◆ To do: List every line of the listing below that contains the string "like", reproducing each such line in full.

◆ Dataset:
○ ○ ○

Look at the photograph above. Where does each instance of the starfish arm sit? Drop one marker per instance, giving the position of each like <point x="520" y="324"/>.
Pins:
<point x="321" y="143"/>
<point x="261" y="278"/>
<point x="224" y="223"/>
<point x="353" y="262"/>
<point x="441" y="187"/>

○ ○ ○

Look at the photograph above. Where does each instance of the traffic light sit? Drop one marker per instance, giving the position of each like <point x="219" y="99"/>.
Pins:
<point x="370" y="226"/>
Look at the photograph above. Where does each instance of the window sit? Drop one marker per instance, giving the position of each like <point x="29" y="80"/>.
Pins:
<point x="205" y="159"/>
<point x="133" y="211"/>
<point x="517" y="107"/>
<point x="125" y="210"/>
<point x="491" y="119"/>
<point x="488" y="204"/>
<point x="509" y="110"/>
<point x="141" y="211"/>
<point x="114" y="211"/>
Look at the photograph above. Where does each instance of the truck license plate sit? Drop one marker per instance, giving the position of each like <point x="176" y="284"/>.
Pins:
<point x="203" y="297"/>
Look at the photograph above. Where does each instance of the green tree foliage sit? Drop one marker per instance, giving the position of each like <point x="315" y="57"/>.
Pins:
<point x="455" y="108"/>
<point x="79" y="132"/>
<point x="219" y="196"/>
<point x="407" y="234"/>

○ ○ ○

◆ Result for this task:
Look at the photograph above. Where does each instance of the starfish arm sit? Drop one marker per instance, giving the position of each like <point x="520" y="324"/>.
Look at the photograph above. Where does each instance of the traffic light sit? Drop one marker per instance, giving the position of each like <point x="219" y="99"/>.
Look at the photograph above. Where does each instance of the window sit? Drop one marker per instance, giving the position of each like <point x="29" y="80"/>.
Look at the photograph above. Where does each instance of the truck license plate sit? Drop one marker per instance, giving the position of each like <point x="176" y="284"/>.
Look at the photograph above. Where does each instance of the green tree foliage sit? Drop one marker per instance, giving the position of each like <point x="315" y="57"/>.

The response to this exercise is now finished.